Identify each line in the material below that contains the word "shoulder" and copy those lines.

Records
------------------------------------------------

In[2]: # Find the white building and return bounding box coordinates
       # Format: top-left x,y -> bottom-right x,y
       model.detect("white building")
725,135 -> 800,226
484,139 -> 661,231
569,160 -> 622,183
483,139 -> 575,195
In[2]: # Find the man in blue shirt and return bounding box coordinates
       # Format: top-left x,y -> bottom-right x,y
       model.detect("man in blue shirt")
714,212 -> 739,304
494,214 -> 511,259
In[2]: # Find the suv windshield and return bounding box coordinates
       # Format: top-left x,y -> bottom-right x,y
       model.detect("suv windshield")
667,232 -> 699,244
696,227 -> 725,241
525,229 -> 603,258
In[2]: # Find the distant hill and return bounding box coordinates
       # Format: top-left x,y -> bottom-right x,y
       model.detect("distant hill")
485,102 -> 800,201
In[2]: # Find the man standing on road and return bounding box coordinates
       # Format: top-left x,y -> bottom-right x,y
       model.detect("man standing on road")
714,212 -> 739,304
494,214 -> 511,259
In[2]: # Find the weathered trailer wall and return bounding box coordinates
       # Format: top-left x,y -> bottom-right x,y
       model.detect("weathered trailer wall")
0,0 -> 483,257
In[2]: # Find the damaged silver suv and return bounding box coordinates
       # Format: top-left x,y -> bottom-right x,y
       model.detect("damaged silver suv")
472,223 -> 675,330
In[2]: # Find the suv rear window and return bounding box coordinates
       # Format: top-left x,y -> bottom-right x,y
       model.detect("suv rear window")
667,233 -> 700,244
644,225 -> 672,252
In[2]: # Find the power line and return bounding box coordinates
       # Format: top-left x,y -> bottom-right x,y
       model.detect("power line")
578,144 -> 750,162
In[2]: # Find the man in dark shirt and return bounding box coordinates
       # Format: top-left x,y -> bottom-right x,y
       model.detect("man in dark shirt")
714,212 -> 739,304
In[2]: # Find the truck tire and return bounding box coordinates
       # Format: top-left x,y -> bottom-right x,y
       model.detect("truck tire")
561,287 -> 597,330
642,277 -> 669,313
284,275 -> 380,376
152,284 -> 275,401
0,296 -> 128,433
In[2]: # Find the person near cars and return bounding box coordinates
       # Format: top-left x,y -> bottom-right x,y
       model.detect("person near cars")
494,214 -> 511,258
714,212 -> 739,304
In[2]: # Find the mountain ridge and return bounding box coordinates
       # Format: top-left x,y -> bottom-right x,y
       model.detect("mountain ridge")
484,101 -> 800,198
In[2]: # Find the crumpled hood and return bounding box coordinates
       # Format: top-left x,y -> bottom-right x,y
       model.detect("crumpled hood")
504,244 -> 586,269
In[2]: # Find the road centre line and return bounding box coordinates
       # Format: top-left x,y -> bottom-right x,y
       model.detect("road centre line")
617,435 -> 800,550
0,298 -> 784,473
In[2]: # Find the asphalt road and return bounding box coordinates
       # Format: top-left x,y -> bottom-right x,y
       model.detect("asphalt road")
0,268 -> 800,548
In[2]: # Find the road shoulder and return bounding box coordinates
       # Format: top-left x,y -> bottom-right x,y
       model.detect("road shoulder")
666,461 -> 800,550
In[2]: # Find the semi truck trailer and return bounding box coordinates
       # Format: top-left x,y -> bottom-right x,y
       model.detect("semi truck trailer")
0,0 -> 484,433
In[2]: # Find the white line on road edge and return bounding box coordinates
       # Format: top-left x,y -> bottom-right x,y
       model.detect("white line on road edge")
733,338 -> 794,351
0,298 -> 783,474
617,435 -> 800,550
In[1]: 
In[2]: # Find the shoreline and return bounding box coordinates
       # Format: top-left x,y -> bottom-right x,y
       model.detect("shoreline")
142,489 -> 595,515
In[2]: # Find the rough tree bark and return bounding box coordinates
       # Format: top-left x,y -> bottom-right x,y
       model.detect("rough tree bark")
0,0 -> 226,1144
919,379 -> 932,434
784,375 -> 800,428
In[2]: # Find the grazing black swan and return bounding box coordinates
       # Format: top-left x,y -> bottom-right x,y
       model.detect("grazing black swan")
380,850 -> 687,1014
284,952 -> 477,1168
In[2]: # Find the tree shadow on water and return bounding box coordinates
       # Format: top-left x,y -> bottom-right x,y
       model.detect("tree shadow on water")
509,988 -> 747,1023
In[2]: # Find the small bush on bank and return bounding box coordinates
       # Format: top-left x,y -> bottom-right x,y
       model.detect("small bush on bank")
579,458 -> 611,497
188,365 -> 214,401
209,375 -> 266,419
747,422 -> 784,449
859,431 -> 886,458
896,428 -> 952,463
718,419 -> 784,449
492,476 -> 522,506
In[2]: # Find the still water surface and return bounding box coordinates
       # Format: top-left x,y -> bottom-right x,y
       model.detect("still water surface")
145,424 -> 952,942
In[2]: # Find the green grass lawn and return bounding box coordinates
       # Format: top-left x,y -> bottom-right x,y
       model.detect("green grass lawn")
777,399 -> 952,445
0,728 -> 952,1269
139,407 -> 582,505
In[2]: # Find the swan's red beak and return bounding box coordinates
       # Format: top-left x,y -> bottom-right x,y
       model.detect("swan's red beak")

------------------------------------------------

Full response.
In[2]: # Find the road shoulder and return bounding box coordinates
       model.detect("road shoulder")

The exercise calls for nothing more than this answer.